Reading text:
The aforesaid Section empowers the Financial Corporation to take possession of the property in case where there is default in repaying loan by a debtor. It empowers not only to take possession but also to sell the property on behalf of the owner of the industrial concern. Further, even if the property is sold the amount is to be utilised for discharge of the debt due to the Financial Corporation and residue of the money is to be paid to the person entitled thereon, i.e. the owner of the industrial concern. The owner of the industrial concern remains to be the owner and his title of the property is not divested.
Finally, sub-section (5) makes it clear that the Corporation is deemed to be the owners of such industrial concern for the limited purposes of suits by or against the concern. But, entire ownership does not vest in the Corporation merely because it takes over possession of the industrial concern.
This is made clear by the Apex Court in the case of Mahesh Chandra V. Regional Manager, U.P. Financial Corporation (1993) 2 SCC 279, at page 294 the Court has made the position clear by holding that:
“15. ……….. Endeavour should be to adjust and accommodate as business considerations require the unit to function for benefit, both, of the general public and the Corporation. It is not mandatory, as a matter of law, to observe the process of taking over strictly. But if there is no option left and the unit is taken over then its transfer requires not only sincere effort but to act reasonably and fairly.
16. Equally sub-section (4) of Section 29 treated the corporation to be a trustee of the debtor or person claiming title through him. It saddles the Corporation or the officer concerned with inbuilt duties, responsibilities and obligations towards the debtor in dealing with the property and entails him to act as a prudent and reasonable man standing in the shoes of the owner.
Therefore, when the property of the debtor stands transferred to the Corporation for management or possession thereof which includes right to sell or further mortgage etc., the Corporation or its officers or employees stand in the shoes of the debtor as trustee and the property cestui que trust.”
This would clearly mean that ownership of the property of the industrial concern does not vest in the Corporation. Limited right is conferred on the Corporation for recovering its debt, and even while recovering the debt, the Corporation has to act as a trustee of the owner.
Further, the Delhi High Court in M/s. Disco Electronics Ltd. (In Liquidation) case, inter alia observed.
“28. In my view, in the taking over of the possession under Section 29 of the State Financial Corporation Act, the owner always retains the right of ownership of the property does not pass on to the financial corporation, but it is only for certain purposes of affecting recovery of its dues by the sale and to remove any impediments in their way that the statute by a deeming provision has granted to the financial corporation powers of the owner for the limited purpose of realizing the security, to convey good marketable title to the purchaser, and to defend any legal action, but the property does not absolutely vest in it.”
Similarly, the Division Bench of the Patna High Court in Bihar State Financial Corporation Vs. Jute mill Mazdoor Sabha, Katihar and Ors. (1995 Lab IC 801 (803) (DB) (Pat), considered the provisions of Section 29 and held that the purpose behind taking over management or possession or both of the industrial concern by the Corporation is to secure and realize loan advanced to it, but Financial Corporation cannot be treated as owner. The relevant discussion is as under:
“14. In the instant
case, the deeming provision has been introduced only for limited purpose of a
suit being filed by or against the Industrial Undertaking in question. Therefore, the concept of ownership
introduced under Section 29(5) of the said Act must be a limited one as is
intended by the legislative mandate.

Supplied records:

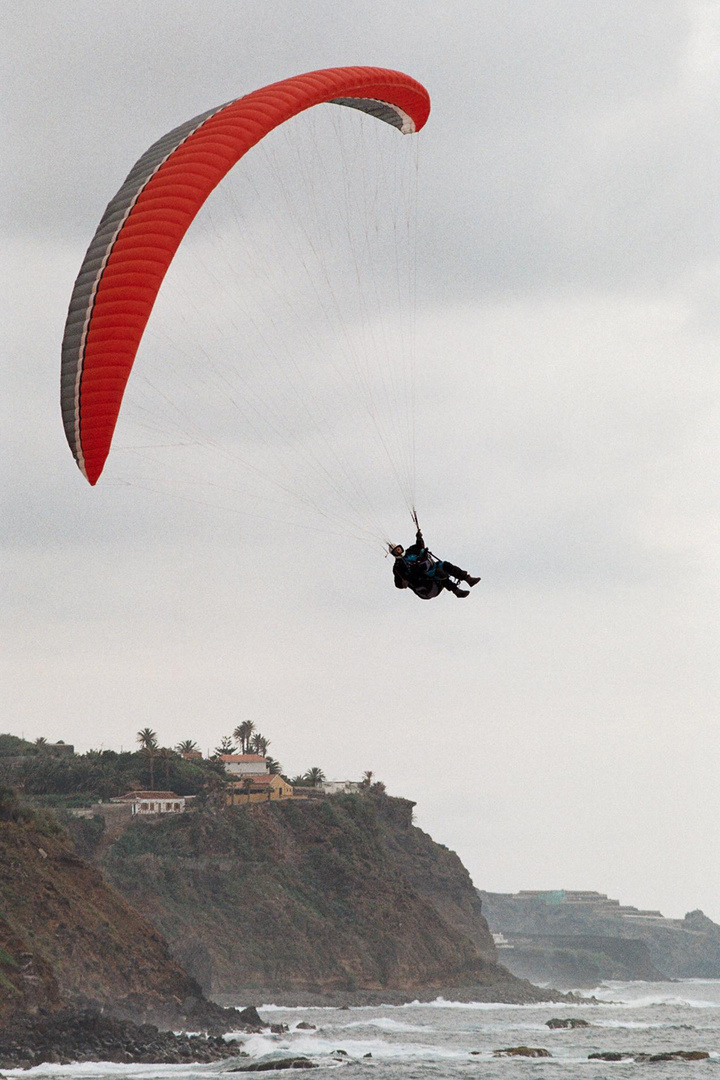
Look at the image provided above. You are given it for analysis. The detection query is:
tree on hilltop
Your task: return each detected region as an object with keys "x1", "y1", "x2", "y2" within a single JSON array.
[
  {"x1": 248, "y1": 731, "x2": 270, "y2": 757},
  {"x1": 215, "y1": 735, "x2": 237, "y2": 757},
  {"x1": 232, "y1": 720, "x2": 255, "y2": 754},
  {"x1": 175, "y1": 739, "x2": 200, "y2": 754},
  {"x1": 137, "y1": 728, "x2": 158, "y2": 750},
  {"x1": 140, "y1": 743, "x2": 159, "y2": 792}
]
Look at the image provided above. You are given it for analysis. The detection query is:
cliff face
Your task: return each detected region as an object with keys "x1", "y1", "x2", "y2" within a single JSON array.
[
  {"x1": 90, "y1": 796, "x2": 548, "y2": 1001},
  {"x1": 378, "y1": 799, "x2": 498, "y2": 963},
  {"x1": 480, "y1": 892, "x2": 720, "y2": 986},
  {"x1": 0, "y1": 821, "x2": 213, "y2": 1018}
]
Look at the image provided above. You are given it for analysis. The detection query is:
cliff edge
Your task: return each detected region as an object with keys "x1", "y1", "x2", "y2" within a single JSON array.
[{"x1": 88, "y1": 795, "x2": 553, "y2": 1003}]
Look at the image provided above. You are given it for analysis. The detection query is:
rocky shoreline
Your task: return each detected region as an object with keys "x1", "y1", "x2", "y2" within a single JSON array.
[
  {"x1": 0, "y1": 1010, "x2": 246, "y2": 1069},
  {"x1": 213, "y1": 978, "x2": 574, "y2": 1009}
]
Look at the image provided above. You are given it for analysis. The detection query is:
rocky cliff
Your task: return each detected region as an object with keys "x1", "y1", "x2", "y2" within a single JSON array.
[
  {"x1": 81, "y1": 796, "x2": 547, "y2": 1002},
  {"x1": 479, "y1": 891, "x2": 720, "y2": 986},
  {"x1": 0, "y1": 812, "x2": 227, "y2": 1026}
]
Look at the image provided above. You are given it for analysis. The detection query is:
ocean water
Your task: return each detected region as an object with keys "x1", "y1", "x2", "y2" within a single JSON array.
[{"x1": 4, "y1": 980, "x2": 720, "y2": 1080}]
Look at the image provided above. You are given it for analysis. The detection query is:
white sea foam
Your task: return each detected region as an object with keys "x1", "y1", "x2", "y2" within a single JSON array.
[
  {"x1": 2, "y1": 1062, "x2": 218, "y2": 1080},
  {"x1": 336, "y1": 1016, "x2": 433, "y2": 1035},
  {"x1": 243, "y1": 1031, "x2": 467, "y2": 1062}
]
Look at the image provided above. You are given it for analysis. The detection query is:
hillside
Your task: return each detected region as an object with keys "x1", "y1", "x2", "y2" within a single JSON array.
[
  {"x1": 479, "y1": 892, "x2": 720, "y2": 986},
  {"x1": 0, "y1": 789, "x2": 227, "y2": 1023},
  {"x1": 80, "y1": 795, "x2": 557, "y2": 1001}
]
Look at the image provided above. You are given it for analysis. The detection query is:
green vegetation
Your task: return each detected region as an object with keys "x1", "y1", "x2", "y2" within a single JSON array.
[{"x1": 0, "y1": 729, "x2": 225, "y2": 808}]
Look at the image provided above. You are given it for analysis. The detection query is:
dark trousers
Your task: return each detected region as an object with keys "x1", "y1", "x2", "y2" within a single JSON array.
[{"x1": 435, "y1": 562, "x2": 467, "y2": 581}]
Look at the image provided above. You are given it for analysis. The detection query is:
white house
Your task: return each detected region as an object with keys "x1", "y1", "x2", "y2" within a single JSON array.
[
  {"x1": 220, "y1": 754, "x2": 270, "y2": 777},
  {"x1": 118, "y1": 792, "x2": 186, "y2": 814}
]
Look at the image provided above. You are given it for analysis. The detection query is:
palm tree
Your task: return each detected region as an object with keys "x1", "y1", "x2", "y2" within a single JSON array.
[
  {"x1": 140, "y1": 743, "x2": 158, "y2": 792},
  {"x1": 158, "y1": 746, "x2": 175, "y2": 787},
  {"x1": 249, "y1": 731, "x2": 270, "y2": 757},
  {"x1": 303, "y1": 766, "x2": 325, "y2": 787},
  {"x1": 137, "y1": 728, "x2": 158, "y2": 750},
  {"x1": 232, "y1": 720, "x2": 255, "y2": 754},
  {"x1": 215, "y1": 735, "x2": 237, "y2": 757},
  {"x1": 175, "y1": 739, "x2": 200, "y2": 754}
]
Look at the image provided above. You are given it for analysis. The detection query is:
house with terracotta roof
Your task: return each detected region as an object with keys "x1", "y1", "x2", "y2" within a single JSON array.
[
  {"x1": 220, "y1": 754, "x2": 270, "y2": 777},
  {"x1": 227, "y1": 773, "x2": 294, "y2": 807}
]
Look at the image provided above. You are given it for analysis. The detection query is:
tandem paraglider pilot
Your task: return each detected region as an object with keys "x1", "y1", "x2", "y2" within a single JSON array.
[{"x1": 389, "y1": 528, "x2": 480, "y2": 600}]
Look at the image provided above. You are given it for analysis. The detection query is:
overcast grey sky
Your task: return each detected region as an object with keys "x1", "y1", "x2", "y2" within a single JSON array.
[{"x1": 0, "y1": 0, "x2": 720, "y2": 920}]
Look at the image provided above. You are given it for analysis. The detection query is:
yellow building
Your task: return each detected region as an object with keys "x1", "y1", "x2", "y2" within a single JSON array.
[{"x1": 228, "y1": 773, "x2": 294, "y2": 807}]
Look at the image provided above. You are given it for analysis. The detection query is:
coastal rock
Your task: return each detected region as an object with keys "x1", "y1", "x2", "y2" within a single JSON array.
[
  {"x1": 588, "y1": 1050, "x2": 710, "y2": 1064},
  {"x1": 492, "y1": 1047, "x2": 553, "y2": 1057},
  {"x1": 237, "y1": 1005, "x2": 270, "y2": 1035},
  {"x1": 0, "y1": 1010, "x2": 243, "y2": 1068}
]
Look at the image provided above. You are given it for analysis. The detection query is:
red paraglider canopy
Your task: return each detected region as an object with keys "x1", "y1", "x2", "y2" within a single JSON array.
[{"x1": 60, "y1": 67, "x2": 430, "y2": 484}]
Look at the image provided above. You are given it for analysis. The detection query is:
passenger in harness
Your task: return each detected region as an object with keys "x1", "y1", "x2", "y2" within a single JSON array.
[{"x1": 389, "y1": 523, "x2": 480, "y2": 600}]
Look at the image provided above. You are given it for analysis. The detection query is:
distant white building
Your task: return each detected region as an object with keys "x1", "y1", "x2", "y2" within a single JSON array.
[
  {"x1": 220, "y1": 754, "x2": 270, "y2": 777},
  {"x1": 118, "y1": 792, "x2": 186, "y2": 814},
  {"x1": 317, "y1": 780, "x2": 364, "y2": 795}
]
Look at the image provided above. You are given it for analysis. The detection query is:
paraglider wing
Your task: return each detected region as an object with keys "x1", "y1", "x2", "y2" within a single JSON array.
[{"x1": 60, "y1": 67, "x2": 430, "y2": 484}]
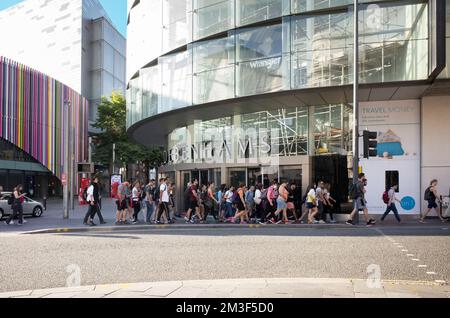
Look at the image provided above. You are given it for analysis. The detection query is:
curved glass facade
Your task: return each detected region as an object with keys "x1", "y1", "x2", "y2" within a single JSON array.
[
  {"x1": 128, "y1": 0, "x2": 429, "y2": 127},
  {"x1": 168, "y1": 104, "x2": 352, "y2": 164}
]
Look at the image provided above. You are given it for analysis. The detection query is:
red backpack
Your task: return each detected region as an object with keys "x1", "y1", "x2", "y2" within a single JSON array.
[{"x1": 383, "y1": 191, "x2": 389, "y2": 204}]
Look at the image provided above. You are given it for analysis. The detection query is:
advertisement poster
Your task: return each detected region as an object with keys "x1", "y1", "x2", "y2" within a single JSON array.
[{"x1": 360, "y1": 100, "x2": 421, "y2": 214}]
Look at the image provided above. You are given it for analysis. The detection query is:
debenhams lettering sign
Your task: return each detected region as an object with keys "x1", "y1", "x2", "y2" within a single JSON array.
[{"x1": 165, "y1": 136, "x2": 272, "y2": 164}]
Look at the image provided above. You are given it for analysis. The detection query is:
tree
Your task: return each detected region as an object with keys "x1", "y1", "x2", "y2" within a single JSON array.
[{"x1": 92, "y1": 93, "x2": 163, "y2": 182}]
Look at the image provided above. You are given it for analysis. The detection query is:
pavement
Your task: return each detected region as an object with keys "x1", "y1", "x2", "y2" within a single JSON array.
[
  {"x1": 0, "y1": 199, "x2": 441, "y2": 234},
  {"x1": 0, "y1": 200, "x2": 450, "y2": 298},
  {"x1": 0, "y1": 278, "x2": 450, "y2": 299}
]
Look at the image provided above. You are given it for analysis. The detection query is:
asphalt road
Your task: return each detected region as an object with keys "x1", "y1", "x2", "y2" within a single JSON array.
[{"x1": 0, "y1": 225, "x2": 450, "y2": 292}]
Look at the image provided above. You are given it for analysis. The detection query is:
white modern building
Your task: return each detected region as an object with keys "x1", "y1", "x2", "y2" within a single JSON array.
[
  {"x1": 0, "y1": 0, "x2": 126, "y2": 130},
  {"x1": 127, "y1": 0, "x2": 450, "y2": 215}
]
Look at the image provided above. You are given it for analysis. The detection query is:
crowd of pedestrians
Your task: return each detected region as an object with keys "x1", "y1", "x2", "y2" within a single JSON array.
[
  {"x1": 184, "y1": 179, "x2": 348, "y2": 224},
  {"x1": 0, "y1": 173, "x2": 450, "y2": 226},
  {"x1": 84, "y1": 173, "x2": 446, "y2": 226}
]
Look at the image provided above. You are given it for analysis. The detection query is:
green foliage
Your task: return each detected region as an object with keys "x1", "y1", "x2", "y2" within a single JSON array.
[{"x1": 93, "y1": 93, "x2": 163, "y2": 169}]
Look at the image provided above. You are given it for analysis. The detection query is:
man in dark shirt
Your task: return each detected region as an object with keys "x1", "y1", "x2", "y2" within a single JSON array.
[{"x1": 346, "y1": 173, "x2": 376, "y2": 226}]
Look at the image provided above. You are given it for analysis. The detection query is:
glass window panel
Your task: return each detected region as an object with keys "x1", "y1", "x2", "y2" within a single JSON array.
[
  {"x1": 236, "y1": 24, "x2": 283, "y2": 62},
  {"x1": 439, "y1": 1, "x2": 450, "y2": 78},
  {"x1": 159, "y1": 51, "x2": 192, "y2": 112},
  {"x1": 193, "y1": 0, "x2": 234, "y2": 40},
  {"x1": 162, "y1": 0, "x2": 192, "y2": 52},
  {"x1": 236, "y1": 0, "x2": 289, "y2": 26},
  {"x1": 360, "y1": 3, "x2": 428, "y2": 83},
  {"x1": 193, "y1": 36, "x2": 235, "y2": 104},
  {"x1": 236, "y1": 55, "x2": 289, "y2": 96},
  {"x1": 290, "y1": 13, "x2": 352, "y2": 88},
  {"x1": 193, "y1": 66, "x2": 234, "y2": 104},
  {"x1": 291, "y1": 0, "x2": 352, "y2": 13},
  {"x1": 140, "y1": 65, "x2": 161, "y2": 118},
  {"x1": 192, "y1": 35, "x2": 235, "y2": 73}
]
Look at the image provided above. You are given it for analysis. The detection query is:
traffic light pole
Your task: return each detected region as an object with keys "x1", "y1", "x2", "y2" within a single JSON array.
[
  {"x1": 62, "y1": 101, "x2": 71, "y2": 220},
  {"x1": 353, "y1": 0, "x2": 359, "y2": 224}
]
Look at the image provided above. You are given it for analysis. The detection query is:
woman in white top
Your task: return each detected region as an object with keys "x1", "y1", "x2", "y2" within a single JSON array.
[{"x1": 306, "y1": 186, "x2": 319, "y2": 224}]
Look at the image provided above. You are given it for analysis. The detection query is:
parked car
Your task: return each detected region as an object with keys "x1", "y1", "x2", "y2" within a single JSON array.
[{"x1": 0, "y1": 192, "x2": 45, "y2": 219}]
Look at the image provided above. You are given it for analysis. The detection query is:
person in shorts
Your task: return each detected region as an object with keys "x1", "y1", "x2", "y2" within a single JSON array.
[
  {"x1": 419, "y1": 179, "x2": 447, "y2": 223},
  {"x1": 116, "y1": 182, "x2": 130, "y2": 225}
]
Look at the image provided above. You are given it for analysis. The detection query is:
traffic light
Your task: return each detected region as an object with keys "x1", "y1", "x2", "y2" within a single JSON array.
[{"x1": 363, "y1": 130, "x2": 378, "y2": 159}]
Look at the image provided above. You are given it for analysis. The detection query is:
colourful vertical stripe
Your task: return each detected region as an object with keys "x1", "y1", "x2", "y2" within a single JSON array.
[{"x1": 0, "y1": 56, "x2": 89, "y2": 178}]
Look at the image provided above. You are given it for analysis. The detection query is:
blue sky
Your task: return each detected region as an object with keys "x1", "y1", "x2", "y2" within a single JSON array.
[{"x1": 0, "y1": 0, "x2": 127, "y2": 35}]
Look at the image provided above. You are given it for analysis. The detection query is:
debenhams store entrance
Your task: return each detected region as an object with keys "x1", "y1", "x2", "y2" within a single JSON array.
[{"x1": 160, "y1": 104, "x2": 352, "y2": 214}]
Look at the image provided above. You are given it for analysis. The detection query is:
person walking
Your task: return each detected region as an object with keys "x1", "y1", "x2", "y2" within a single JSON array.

Challenges:
A – Can you print the part of the passage on corporation ownership under Section 29 that runs between "Finally, sub-section (5)" and "possession of the industrial concern.", inclusive?
B – Which lines in the entries contain the word "paraglider"? Locate and copy each one.

Solutions below:
A –
Finally, sub-section (5) makes it clear that the Corporation is deemed to be the owners of such industrial concern for the limited purposes of suits by or against the concern. But, entire ownership does not vest in the Corporation merely because it takes over possession of the industrial concern.

B –
tandem paraglider pilot
red paraglider canopy
paraglider wing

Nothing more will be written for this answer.